과제 설명
아래 자료 전체에서 "stone railing"를 "stone balustrade"로 수정하고 나머지는 그대로 둔 채 다시 써 줄 수 있나요? 사진은 답에 넣지 마세요.

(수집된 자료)
:::

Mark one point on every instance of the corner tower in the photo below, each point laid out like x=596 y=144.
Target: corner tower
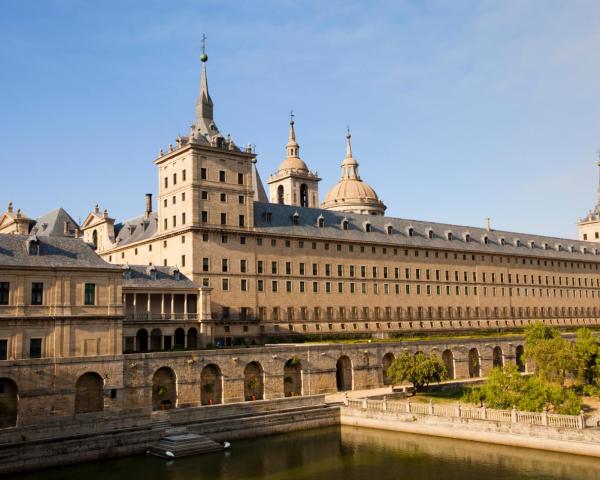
x=589 y=226
x=293 y=183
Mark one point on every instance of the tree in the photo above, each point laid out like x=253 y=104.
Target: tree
x=419 y=369
x=552 y=355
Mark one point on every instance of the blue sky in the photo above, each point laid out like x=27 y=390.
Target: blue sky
x=459 y=110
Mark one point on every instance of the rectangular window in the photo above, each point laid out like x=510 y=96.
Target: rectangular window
x=35 y=348
x=90 y=294
x=4 y=293
x=37 y=293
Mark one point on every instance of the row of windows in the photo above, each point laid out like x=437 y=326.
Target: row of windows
x=411 y=313
x=351 y=248
x=37 y=293
x=408 y=273
x=386 y=288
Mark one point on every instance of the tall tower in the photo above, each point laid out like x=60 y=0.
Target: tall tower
x=589 y=226
x=293 y=183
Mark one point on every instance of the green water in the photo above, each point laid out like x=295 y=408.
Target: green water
x=344 y=453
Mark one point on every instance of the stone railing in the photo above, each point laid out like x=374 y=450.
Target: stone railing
x=457 y=410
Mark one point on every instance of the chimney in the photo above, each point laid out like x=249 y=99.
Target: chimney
x=148 y=205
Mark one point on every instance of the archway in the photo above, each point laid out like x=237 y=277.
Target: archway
x=89 y=393
x=292 y=378
x=180 y=338
x=343 y=374
x=192 y=338
x=211 y=382
x=386 y=361
x=9 y=403
x=448 y=359
x=164 y=390
x=253 y=381
x=497 y=357
x=141 y=340
x=156 y=339
x=303 y=195
x=520 y=358
x=474 y=363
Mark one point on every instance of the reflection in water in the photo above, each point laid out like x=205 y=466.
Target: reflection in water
x=345 y=453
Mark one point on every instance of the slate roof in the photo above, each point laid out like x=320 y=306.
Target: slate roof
x=53 y=224
x=136 y=229
x=54 y=252
x=277 y=219
x=140 y=276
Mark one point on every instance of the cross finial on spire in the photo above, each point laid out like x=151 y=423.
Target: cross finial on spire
x=204 y=56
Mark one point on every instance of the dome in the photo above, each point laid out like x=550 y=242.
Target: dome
x=351 y=194
x=293 y=163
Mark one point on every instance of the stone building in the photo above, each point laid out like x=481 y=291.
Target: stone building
x=286 y=267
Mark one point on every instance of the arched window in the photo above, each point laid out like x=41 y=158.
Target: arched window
x=303 y=195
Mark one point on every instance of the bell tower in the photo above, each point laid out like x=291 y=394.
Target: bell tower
x=293 y=183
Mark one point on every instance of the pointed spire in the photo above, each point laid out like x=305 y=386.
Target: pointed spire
x=204 y=104
x=349 y=165
x=292 y=147
x=348 y=145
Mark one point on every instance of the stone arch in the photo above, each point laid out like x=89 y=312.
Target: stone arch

:::

과제 풀이
Mark one point on every instance of the corner tower in the photo below, each point laid out like x=596 y=144.
Target: corner tower
x=589 y=226
x=293 y=183
Mark one point on every instance of the tree in the photo above, each point laid out like x=253 y=104.
Target: tree
x=419 y=369
x=552 y=355
Mark one point on every instance of the blue sky in the photo above, each point laid out like x=27 y=390.
Target: blue sky
x=459 y=110
Mark one point on every instance of the rectangular window in the photo above, each point laid out like x=510 y=96.
Target: rectangular window
x=35 y=348
x=90 y=294
x=4 y=293
x=37 y=293
Mark one point on every instance of the row of windows in the photo above, each point laid out like x=437 y=326.
Target: row of windows
x=411 y=313
x=351 y=248
x=37 y=293
x=408 y=273
x=386 y=288
Mark one point on every instance of the tall tower in the photo above, each point laid out like x=60 y=0.
Target: tall tower
x=589 y=226
x=293 y=183
Mark one point on every instance of the green water in the photo above, each point laid out like x=295 y=408.
Target: green water
x=344 y=453
Mark one point on every instance of the stone balustrade in the photo above, each point laid out like x=374 y=450.
Target: stone balustrade
x=457 y=410
Mark one point on every instance of the chimney in the photo above, each point laid out like x=249 y=99.
Target: chimney
x=148 y=205
Mark one point on every instance of the archway in the photo above, each point laid out like x=237 y=277.
Target: archway
x=89 y=393
x=292 y=378
x=180 y=338
x=343 y=374
x=192 y=338
x=211 y=382
x=386 y=361
x=9 y=403
x=448 y=359
x=164 y=390
x=253 y=381
x=497 y=357
x=141 y=340
x=156 y=339
x=303 y=195
x=520 y=358
x=474 y=363
Mark one point on every instance of the reflection in water in the photo above, each point laid out like x=205 y=466.
Target: reflection in water
x=345 y=453
Mark one point on every instance of the slate roof in the photo above, each point laid out like x=320 y=306.
Target: slate roof
x=53 y=224
x=136 y=229
x=54 y=252
x=277 y=219
x=140 y=276
Mark one point on every instance of the cross finial on spire in the photo above, each point laid out like x=151 y=423.
Target: cross finial on spire
x=204 y=56
Mark one point on every instance of the dome in the photo above, each point laid out like x=550 y=242.
Target: dome
x=351 y=194
x=293 y=163
Mark one point on every instance of the stone building in the photo above, each point laid out like x=481 y=291.
Target: stone building
x=286 y=267
Mark one point on every instance of the arched window in the photo above, each point laid out like x=41 y=158.
Target: arched window
x=303 y=195
Mark one point on every instance of the bell tower in the photo above, each point laid out like x=291 y=394.
Target: bell tower
x=293 y=183
Mark one point on every instance of the pointed spire in the photo above, each point laid out like x=305 y=386.
Target: pointed spire
x=204 y=104
x=349 y=165
x=292 y=147
x=348 y=145
Mark one point on every instance of the stone arch in the photo above, each point laid out like x=89 y=312.
Target: stone arch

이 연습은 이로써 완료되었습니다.